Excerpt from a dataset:
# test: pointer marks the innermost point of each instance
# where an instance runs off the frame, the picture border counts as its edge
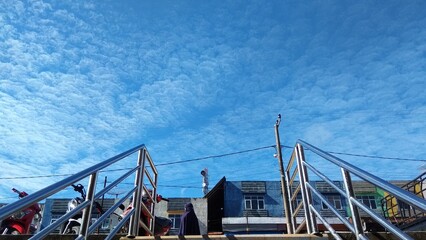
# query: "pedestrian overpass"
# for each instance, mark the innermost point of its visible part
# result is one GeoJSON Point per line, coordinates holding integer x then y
{"type": "Point", "coordinates": [405, 208]}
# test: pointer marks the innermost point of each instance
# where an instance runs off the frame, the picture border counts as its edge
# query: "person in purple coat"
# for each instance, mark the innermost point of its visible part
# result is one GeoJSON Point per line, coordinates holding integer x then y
{"type": "Point", "coordinates": [189, 222]}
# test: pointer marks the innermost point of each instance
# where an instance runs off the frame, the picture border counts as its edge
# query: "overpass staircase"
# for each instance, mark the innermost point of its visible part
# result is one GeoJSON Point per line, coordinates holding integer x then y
{"type": "Point", "coordinates": [402, 206]}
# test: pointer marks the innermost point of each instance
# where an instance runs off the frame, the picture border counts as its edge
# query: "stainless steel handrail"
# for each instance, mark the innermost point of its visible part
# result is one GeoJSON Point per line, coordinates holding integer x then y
{"type": "Point", "coordinates": [347, 169]}
{"type": "Point", "coordinates": [92, 172]}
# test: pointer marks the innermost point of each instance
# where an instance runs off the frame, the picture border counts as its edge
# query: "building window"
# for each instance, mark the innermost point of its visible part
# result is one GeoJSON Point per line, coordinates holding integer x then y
{"type": "Point", "coordinates": [253, 202]}
{"type": "Point", "coordinates": [334, 200]}
{"type": "Point", "coordinates": [369, 201]}
{"type": "Point", "coordinates": [175, 220]}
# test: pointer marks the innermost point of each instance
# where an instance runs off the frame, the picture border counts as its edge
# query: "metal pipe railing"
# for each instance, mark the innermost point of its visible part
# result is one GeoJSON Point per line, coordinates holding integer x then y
{"type": "Point", "coordinates": [42, 194]}
{"type": "Point", "coordinates": [347, 169]}
{"type": "Point", "coordinates": [87, 227]}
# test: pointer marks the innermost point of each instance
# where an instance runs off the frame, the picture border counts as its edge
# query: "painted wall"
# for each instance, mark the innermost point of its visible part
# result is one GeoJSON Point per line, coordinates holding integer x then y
{"type": "Point", "coordinates": [234, 199]}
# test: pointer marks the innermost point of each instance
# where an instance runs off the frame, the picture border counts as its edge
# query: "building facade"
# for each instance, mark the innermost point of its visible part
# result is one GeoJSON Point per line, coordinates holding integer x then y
{"type": "Point", "coordinates": [257, 206]}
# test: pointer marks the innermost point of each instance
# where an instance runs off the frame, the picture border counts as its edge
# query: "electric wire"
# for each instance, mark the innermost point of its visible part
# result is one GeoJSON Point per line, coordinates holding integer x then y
{"type": "Point", "coordinates": [219, 156]}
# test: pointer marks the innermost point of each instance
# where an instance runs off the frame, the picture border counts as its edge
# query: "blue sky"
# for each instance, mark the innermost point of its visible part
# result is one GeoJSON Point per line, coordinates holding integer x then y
{"type": "Point", "coordinates": [82, 81]}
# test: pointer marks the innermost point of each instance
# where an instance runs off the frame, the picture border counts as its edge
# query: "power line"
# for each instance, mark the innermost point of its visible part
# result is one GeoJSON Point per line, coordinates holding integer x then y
{"type": "Point", "coordinates": [223, 155]}
{"type": "Point", "coordinates": [214, 156]}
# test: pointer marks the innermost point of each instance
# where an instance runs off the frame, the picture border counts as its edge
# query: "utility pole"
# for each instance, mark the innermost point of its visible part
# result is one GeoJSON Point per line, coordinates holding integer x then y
{"type": "Point", "coordinates": [286, 202]}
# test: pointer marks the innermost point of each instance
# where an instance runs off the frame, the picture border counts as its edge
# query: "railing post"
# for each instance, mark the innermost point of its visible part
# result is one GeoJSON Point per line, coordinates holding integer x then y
{"type": "Point", "coordinates": [137, 195]}
{"type": "Point", "coordinates": [286, 201]}
{"type": "Point", "coordinates": [354, 209]}
{"type": "Point", "coordinates": [87, 213]}
{"type": "Point", "coordinates": [306, 196]}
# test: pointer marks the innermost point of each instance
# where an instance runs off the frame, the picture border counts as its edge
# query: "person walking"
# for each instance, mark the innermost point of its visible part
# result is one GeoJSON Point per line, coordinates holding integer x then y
{"type": "Point", "coordinates": [189, 222]}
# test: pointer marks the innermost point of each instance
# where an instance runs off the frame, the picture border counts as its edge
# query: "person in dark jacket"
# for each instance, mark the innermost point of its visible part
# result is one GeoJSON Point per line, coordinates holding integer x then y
{"type": "Point", "coordinates": [189, 222]}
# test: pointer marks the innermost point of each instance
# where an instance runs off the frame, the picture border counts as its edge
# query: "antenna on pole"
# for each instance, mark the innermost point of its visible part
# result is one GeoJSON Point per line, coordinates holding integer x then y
{"type": "Point", "coordinates": [205, 174]}
{"type": "Point", "coordinates": [284, 189]}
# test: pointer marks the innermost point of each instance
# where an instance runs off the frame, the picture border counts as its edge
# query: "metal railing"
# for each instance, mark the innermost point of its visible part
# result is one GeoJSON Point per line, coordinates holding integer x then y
{"type": "Point", "coordinates": [301, 192]}
{"type": "Point", "coordinates": [398, 212]}
{"type": "Point", "coordinates": [144, 170]}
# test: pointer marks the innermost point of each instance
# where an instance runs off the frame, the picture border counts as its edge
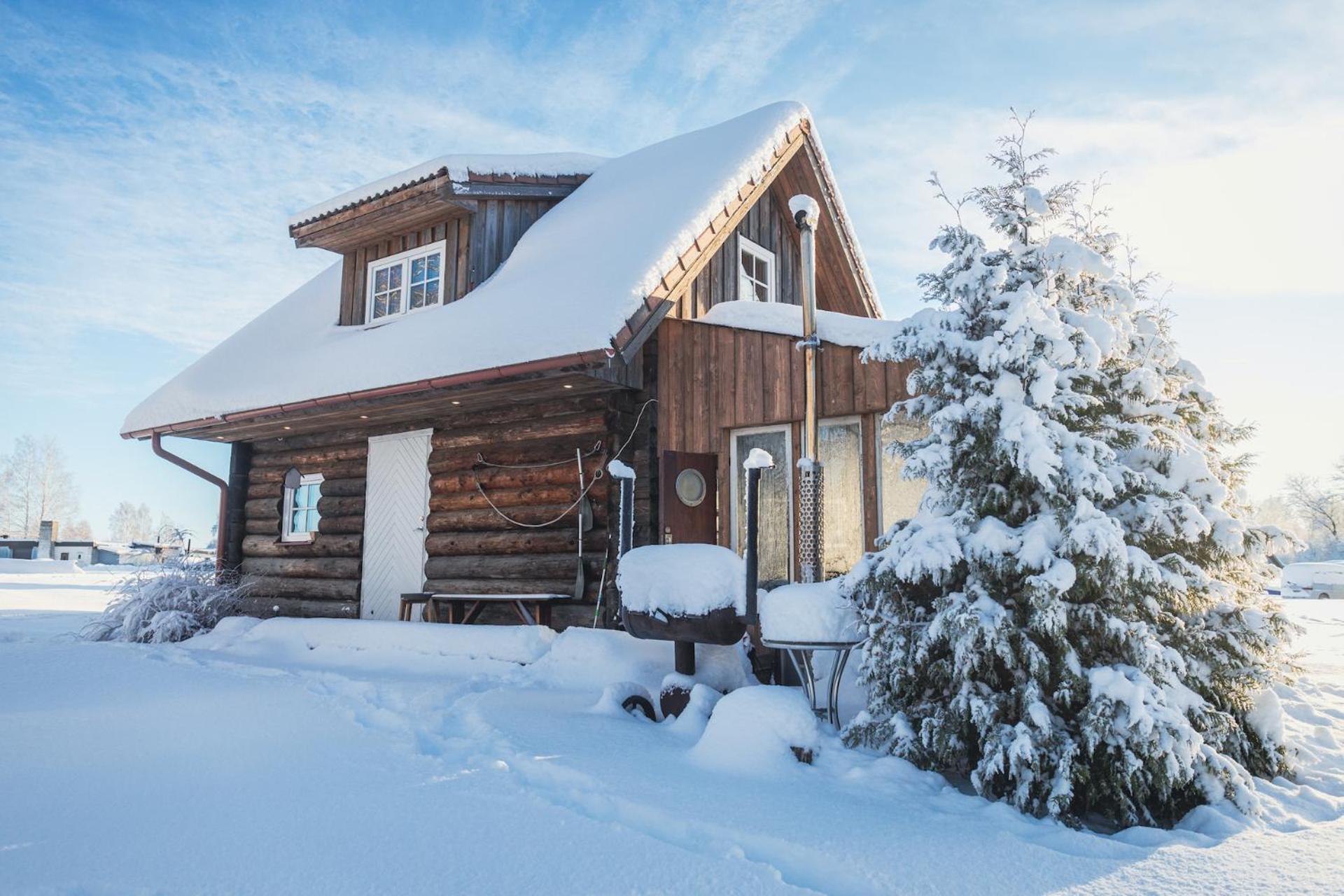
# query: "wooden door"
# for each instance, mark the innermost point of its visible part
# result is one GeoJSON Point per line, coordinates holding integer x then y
{"type": "Point", "coordinates": [689, 498]}
{"type": "Point", "coordinates": [396, 508]}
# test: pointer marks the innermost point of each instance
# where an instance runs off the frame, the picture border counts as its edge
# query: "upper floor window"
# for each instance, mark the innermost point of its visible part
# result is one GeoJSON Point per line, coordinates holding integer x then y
{"type": "Point", "coordinates": [406, 281]}
{"type": "Point", "coordinates": [300, 517]}
{"type": "Point", "coordinates": [756, 272]}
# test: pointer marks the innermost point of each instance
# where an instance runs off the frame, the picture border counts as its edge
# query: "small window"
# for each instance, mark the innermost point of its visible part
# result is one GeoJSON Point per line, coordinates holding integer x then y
{"type": "Point", "coordinates": [774, 533]}
{"type": "Point", "coordinates": [406, 282]}
{"type": "Point", "coordinates": [898, 498]}
{"type": "Point", "coordinates": [300, 517]}
{"type": "Point", "coordinates": [756, 272]}
{"type": "Point", "coordinates": [841, 498]}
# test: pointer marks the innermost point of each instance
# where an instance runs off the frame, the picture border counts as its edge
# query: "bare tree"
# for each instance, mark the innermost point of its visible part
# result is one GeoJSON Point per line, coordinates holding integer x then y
{"type": "Point", "coordinates": [1320, 505]}
{"type": "Point", "coordinates": [130, 523]}
{"type": "Point", "coordinates": [36, 485]}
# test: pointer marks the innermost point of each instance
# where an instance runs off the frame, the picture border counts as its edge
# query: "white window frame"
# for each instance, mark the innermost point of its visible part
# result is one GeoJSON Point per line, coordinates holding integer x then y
{"type": "Point", "coordinates": [286, 519]}
{"type": "Point", "coordinates": [772, 272]}
{"type": "Point", "coordinates": [878, 456]}
{"type": "Point", "coordinates": [788, 472]}
{"type": "Point", "coordinates": [403, 260]}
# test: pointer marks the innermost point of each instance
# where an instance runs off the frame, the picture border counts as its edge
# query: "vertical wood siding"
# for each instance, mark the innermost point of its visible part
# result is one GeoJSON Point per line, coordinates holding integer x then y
{"type": "Point", "coordinates": [477, 245]}
{"type": "Point", "coordinates": [756, 379]}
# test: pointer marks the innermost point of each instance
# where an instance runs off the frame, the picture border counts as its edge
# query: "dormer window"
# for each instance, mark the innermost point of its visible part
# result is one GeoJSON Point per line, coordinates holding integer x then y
{"type": "Point", "coordinates": [406, 281]}
{"type": "Point", "coordinates": [756, 272]}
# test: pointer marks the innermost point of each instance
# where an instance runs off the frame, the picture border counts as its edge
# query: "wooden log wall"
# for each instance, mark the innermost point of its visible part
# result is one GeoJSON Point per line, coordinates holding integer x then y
{"type": "Point", "coordinates": [477, 245]}
{"type": "Point", "coordinates": [714, 379]}
{"type": "Point", "coordinates": [470, 548]}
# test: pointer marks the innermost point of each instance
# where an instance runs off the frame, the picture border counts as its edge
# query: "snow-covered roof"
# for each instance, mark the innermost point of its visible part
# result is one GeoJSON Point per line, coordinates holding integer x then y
{"type": "Point", "coordinates": [550, 164]}
{"type": "Point", "coordinates": [787, 320]}
{"type": "Point", "coordinates": [570, 286]}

**Directions for this task:** Gather every line of the entries above that contains the string "pole", and treat uppercase and lowercase as different.

**Task response:**
# query: "utility pole"
# query: "antenna on pole"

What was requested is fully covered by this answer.